Text excerpt:
Switch expressions are a concise way to run different code based on the value of a variable, similar to a chain of if/else statements. They are a natural choice when a variable can only have a small number of possible values (like an enum). And since they are expressions rather than statements, they evaluate to a value. For example, the return statement in the method Actor.getBoundingBoxUL() is

return switch (currentEdge.direction()) {
    case Direction.LEFT -> new DPair(x - distanceAlongEdge, y);
    case Direction.RIGHT -> new DPair(x + distanceAlongEdge, y);
    case Direction.UP -> new DPair(x, y - distanceAlongEdge);
    case Direction.DOWN -> new DPair(x, y + distanceAlongEdge);
};

which constructs and returns a different DPair object (another record class!) depending on which of the four values currentEdge.direction() (an expression with an enum type!) has. We prefer the “switch expression” notation (with the ->s) since it is more streamlined than the clunkier C-style “switch statement” notation (with lots of colons and breaks). For more information, see Java language updates.

With all that preliminary information out of the way, we’re finally ready to begin the assignment!

Part 1: Graph Construction

Files to modify

model/MazeGraph.java

Other relevant files

model/GameModel.java, util/GameMap.java

Tests

tests/model/MazeGraphTest.java

Complete the constructor for the MazeGraph class (TODO 1). This constructor takes in a GameMap object, which consists of two 2-dimensional arrays representing a game’s tile grid. The first, map.types(), is a TileType[][], where a TileType is either a WALL, a PATH, or a GHOSTBOX. Since the actors can only traverse the PATH tiles of the maze, there will be a vertex in a MazeGraph corresponding to each location $(i,j)$ with map.types()[i][j] == TileType.PATH, and no others. The second, map.elevations(), is a double[][] representing the height of each tile, which will determine edge weights in the graph.

Note that the coordinates used on the tile grid are a bit atypical. The pair $(i,j)$ refers to the tile in column $i$ and row $j$. So $i$ corresponds to the horizontal direction (right positive), and $j$ corresponds to the vertical direction (down positive). (This is not the usual convention for 2D arrays in Java, but as long as we’re consistent within the assignment, it’ll all work out.)

Connectivity-wise, there is a directed edge between each (ordered) pair of orthogonally adjacent tiles; that is, tiles in locations $(i_1,j_1)$ and $(i_2,j_2)$ with either:

• $i_1 = i_2$ (same column) and $|j_1 - j_2| = 1$ (above/below) or $|j_1 - j_2| = \textrm{height} -1$ (tunneling between top and bottom)
• $j_1 = j_2$ (same row) and $|i_1 - i_2| = 1$ (left/right) or $|i_1 - i_2| = \textrm{width} -1$ (tunneling between right and left sides)

The weight of the edge is determined using the MazeGraph.edgeWeight() method. Intuitively, an edge with a lower source and a higher destination has a steeper incline, which will result in a larger weight, which will in turn cause the actors to traverse it slower.

Within the constructor, you will need to systematically locate all of the PATH tiles in the graph to construct the vertices and add all of their incident edges. One approach for this is to carry out a BFS or DFS-style traversal from a starting vertex, using the coordinates of a vertex to compute its neighboring tiles’ locations, querying whether they are also PATH files, and then constructing corresponding vertices and edges. An alternative strategy is to iterate over the tile grid directly; either approach will work.

Request A: Can you echo the assignment excerpt word for word, starting at "Within the constructor, you" and ending at "approach will work."?

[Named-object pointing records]

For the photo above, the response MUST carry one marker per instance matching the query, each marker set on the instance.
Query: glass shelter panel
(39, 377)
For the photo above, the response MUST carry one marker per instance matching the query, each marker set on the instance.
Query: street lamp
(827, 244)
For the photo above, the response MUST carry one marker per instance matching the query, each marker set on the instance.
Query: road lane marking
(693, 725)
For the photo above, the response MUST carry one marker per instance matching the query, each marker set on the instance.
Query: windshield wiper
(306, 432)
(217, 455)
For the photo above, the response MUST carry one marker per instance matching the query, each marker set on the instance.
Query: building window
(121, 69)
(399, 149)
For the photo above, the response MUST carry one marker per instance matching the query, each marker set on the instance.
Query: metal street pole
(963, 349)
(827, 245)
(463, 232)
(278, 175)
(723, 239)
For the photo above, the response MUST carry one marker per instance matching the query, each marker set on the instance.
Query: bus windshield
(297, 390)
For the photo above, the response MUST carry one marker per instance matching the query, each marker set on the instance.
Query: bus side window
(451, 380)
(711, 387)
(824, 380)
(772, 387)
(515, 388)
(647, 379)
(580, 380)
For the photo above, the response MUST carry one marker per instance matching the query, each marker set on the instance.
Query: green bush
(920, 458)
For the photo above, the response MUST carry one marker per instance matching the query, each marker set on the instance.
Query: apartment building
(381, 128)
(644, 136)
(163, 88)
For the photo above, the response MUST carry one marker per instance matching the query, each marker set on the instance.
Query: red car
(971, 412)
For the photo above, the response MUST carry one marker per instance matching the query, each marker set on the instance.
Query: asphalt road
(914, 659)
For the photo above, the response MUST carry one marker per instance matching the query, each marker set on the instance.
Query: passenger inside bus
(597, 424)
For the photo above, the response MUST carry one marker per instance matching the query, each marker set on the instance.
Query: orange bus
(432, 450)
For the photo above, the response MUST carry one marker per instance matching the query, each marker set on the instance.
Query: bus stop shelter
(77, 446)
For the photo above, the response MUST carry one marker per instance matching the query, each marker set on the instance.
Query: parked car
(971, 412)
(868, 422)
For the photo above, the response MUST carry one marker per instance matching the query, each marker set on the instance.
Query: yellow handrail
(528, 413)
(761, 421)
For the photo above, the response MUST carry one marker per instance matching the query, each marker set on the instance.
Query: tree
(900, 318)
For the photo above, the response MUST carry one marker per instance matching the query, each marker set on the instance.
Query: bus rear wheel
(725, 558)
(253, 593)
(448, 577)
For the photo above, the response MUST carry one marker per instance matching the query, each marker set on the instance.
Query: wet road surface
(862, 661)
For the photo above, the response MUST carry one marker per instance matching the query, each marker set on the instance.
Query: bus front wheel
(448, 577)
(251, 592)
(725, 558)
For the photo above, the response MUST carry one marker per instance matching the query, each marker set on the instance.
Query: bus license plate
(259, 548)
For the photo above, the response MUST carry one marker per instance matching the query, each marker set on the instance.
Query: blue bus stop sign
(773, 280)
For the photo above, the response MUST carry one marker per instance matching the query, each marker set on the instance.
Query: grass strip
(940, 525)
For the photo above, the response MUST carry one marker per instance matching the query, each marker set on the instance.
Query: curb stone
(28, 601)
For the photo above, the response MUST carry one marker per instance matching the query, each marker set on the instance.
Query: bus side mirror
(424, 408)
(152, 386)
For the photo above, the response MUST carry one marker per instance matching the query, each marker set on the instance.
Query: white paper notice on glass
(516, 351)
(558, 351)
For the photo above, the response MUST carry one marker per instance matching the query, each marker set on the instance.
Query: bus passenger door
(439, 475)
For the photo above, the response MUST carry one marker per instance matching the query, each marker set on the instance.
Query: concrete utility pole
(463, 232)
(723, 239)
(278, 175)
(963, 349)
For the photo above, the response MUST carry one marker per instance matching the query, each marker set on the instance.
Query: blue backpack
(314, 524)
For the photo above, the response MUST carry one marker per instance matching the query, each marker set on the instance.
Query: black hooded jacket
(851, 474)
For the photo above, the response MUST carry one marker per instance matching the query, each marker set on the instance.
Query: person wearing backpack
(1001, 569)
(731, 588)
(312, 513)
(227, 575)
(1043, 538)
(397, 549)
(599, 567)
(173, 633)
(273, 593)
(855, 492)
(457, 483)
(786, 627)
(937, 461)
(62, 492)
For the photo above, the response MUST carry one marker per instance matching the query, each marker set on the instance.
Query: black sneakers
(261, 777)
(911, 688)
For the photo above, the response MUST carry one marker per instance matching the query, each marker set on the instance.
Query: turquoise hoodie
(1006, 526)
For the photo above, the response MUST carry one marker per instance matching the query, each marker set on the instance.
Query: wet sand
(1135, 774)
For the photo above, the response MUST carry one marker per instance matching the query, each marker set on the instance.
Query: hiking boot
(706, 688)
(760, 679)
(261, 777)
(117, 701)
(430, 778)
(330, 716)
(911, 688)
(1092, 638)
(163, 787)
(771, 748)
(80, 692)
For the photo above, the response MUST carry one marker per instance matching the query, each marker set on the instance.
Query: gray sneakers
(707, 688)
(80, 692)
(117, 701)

Request B: Which lines of the records contain the string "shelter"? Copy every such line, counting a match only when the case agrees.

Worked answer A:
Within the constructor, you will need to systematically locate all of the PATH tiles in the graph to construct the vertices and add all of their incident edges. One approach for this is to carry out a BFS or DFS-style traversal from a starting vertex, using the coordinates of a vertex to compute its neighboring tiles’ locations, querying whether they are also PATH files, and then constructing corresponding vertices and edges. An alternative strategy is to iterate over the tile grid directly; either approach will work.

Worked answer B:
Query: glass shelter panel
Query: bus stop shelter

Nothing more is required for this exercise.